# Records to process start

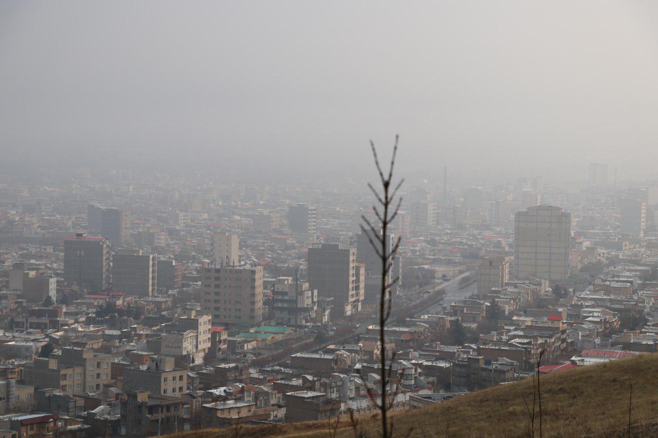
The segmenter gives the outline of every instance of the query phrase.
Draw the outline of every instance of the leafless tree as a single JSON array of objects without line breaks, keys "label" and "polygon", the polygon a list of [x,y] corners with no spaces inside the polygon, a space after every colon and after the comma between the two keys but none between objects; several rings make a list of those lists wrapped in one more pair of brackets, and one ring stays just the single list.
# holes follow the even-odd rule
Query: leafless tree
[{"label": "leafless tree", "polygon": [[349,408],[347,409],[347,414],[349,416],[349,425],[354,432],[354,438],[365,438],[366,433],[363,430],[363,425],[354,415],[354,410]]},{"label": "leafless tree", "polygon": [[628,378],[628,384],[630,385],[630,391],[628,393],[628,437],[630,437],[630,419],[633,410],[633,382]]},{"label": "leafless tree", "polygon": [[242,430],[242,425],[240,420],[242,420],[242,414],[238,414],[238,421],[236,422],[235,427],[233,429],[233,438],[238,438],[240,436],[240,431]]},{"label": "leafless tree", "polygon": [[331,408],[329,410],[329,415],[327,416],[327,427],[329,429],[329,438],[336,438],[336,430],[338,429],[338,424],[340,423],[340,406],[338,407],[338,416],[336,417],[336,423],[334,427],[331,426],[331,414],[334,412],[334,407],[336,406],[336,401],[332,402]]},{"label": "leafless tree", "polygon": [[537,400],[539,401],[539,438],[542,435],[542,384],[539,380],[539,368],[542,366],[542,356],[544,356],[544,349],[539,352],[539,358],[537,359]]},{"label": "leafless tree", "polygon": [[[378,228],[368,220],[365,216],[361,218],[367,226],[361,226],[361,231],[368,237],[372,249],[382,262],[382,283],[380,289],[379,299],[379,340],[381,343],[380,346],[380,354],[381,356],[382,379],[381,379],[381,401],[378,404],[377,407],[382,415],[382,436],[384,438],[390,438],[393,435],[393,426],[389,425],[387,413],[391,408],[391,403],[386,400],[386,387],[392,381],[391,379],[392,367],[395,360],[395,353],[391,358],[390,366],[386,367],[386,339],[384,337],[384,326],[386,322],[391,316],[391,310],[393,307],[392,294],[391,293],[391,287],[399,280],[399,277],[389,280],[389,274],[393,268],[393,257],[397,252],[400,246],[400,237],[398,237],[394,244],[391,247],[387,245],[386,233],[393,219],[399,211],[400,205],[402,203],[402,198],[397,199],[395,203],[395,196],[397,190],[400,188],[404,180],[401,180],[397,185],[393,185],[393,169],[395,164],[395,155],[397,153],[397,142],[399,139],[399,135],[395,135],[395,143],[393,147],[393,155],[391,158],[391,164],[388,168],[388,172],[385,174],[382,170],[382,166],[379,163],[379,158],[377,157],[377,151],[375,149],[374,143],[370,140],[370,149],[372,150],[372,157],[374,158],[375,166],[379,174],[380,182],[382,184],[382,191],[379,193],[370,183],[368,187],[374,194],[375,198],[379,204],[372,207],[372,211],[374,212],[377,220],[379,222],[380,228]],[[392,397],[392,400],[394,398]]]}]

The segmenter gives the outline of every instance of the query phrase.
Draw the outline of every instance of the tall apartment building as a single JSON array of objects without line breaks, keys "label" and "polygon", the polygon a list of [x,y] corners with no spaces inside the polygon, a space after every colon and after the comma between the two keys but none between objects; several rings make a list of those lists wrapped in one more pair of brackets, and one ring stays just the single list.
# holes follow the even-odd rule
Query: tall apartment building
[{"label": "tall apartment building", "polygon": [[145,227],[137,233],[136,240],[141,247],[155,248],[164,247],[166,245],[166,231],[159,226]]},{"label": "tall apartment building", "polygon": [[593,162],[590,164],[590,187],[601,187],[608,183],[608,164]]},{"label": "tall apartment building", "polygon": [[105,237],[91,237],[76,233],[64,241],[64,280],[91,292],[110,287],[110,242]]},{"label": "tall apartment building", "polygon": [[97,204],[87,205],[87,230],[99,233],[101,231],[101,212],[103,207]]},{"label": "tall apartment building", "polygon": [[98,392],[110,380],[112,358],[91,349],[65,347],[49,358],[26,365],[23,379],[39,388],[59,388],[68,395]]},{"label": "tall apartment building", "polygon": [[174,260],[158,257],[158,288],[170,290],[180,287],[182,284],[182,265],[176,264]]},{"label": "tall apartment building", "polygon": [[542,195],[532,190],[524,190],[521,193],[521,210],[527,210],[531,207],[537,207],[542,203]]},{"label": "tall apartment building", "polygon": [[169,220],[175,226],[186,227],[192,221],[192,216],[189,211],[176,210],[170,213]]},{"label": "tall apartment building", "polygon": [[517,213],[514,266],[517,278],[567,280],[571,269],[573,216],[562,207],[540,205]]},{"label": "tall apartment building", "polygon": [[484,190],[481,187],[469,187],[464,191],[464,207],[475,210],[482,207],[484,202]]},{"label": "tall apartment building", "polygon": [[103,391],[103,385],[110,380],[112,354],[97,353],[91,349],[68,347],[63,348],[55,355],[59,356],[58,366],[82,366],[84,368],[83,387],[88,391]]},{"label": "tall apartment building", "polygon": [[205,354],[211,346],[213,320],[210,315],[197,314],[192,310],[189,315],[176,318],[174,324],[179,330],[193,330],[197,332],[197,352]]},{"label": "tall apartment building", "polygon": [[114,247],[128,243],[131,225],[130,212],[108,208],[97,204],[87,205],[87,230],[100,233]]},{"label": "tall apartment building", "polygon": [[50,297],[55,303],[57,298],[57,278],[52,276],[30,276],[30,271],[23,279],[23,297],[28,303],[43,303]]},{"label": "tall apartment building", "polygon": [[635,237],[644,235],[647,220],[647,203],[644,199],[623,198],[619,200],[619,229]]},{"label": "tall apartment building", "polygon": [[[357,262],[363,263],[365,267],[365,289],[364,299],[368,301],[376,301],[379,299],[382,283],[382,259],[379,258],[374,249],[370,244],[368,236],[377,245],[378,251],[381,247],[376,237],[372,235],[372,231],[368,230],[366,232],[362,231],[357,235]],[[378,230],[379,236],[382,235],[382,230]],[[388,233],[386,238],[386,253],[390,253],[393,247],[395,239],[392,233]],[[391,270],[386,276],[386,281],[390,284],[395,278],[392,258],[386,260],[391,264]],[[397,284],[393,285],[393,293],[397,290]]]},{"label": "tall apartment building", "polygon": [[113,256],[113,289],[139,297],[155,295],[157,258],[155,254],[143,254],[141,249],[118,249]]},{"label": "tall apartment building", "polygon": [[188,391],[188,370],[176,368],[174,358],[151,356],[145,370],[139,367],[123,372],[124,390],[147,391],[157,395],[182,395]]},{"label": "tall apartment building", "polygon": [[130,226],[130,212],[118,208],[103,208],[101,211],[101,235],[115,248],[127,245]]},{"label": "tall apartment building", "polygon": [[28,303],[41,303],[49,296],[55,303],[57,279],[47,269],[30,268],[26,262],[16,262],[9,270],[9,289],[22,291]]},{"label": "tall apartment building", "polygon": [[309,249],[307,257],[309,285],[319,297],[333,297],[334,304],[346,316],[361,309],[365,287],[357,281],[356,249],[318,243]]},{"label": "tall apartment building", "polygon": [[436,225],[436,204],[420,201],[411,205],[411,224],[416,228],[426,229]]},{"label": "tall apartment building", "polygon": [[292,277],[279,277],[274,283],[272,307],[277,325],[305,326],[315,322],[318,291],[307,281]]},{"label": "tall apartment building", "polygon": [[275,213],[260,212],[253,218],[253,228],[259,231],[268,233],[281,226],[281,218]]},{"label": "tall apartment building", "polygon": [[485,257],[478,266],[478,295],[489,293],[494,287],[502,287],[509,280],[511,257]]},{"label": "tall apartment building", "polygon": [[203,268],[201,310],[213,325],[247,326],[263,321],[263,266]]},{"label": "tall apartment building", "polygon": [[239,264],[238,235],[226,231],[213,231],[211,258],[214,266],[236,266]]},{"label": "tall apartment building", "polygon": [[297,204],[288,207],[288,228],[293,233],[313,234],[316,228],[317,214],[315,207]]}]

# Records to process end

# What the task asks
Reproduce the material above word for word, starting at its first line and ending with the line that contains "Query: leafless tree". Leave the pictures out.

# Exercise solution
The segmenter gives the outline of every instance of the query phrase.
Draw the outline of every instance of the leafless tree as a single JSON array of objects without line breaks, keys "label" and "polygon", the polygon a list of [x,y] corners with no spaces inside the polygon, a space after every colon and after the comma between the two keys but none between objects; several rings make a list of those lists wrapped in one more pair of brackets, and one ring stays just the single list.
# holes follow the even-odd rule
Query: leafless tree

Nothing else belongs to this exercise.